- [DOCUMENT EXCERPT]:
Posted: Wed 14th Oct 2020

Decision ‘by the end of the week’ on whether Wales will make it illegal to travel into the country from UK COVID hotspots

News and Info from Deeside, Flintshire, North Wales
This article is old - Published: Wednesday, Oct 14th, 2020

The Welsh government will decide by the end of this week on whether to impose legal restrictions on people travelling into Wales from COVID hot spots such as Liverpool.

First minister Mark Drakeford said yesterday he is giving Boris Johnson “one final opportunity to do the right thing” and put in place measures to prevent travel from areas of the UK with the highest infection rates.

Mr Johnson unveiled a three-tiered system of local COVID Alert Levels for England earlier this week which will be “simpler and standardised.”

The Welsh government “expressed deep disappointment” at “inadequate proposals” for travel restrictions in high infection areas in England, and said, “these would be met with great dismay in many parts of Wales where infection rates are lower.”

From today, the Liverpool City Region – which includes the Wirral – has been placed into the highest COVID alert level, these new Tier Three restrictions mean that pubs, bars, gyms, betting shops and casinos will be closed for the foreseeable future.

It also means travel in and out of the Liverpool city region is “advised against” but not illegal or banned.

- [APPLY WHAT YOU READ]:
1 - In the article on Wales and travel from COVID hotspots, which businesses must close under the new Tier Three restrictions?
2 - From the article on Wales and travel from COVID hotspots, reproduce the passage starting with "From today, the" and going on through "illegal or banned.".

- [RECORDS SUPPLIED]:
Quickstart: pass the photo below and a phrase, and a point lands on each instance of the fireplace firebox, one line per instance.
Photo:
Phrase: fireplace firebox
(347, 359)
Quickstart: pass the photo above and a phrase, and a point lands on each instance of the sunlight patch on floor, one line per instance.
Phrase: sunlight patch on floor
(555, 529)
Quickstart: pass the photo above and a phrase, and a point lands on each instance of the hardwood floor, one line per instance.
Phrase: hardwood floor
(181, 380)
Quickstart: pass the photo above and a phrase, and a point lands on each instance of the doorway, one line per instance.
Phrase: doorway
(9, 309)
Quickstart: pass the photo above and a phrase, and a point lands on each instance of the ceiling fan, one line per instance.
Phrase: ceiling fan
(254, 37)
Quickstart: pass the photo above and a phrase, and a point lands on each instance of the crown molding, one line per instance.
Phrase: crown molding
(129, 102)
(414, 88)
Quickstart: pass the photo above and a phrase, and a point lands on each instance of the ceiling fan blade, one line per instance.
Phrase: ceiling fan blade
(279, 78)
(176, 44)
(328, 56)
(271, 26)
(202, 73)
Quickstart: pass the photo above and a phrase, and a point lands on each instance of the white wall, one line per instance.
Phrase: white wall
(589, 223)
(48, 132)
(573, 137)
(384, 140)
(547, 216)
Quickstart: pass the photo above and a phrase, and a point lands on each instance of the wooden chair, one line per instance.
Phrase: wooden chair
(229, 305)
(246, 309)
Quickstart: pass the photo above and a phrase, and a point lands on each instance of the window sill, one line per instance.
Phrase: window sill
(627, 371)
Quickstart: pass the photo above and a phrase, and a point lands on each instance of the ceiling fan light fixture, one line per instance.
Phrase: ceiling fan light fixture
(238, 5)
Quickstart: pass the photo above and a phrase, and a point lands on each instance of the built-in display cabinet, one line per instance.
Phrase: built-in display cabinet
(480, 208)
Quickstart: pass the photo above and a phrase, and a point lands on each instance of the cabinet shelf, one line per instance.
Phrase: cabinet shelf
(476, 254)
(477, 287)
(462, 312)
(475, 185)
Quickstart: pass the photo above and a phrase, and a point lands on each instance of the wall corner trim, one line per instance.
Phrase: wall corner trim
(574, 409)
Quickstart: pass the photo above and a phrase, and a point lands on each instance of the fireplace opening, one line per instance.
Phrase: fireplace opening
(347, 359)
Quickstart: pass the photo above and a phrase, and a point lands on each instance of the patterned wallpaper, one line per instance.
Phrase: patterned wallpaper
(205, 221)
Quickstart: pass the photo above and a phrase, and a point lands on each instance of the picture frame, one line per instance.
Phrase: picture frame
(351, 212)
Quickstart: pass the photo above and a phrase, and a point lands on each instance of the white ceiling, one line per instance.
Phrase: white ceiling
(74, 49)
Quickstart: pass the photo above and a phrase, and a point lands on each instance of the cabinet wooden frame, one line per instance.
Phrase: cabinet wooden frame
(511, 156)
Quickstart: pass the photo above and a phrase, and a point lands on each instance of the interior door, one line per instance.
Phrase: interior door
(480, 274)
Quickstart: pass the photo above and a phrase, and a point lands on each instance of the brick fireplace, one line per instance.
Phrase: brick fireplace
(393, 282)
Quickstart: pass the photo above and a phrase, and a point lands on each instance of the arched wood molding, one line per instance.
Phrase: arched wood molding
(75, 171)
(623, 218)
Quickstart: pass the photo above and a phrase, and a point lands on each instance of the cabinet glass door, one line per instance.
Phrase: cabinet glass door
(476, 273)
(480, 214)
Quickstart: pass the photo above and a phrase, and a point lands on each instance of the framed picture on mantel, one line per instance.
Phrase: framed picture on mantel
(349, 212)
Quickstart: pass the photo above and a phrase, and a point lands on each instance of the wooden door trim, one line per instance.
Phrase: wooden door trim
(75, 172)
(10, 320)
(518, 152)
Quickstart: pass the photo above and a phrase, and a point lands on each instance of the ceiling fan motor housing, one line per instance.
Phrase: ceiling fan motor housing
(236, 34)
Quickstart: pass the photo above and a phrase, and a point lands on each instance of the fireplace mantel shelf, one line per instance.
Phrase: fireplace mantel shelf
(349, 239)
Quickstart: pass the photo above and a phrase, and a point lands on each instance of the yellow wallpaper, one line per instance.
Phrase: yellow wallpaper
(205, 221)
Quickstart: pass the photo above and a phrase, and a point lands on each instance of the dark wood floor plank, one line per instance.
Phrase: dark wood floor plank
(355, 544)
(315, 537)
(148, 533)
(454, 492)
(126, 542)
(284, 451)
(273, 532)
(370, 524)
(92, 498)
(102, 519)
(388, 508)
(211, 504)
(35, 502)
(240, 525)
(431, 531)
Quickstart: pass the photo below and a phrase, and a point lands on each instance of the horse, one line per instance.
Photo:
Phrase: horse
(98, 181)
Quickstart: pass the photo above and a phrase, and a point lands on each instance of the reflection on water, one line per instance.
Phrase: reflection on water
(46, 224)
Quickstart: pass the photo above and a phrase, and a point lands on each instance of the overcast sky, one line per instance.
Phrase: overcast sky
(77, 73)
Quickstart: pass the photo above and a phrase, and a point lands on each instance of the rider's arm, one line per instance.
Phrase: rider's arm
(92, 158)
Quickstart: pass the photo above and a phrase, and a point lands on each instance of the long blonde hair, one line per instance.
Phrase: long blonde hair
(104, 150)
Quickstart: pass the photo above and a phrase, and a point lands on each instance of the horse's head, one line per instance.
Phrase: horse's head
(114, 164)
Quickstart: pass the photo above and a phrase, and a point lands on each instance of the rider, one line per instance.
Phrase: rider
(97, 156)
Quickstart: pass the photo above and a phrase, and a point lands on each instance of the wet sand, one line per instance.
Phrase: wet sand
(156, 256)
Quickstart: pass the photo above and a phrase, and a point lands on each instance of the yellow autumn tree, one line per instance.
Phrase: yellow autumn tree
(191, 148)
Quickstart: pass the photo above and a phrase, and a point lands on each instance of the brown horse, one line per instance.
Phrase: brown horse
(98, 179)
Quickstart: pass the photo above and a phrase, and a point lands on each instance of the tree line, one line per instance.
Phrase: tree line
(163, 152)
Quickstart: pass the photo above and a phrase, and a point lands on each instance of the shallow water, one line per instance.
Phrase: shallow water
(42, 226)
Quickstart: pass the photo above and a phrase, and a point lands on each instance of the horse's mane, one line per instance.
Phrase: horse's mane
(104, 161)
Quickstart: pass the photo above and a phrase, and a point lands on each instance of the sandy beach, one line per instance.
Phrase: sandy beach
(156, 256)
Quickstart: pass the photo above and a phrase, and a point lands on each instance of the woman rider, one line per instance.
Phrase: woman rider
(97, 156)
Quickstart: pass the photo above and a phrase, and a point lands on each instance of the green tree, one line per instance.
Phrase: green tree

- [RESPONSES BY ITEM NUMBER]:
1 - Pubs, bars, gyms, betting shops and casinos.

2 -
From today, the Liverpool City Region – which includes the Wirral – has been placed into the highest COVID alert level, these new Tier Three restrictions mean that pubs, bars, gyms, betting shops and casinos will be closed for the foreseeable future.

It also means travel in and out of the Liverpool city region is “advised against” but not illegal or banned.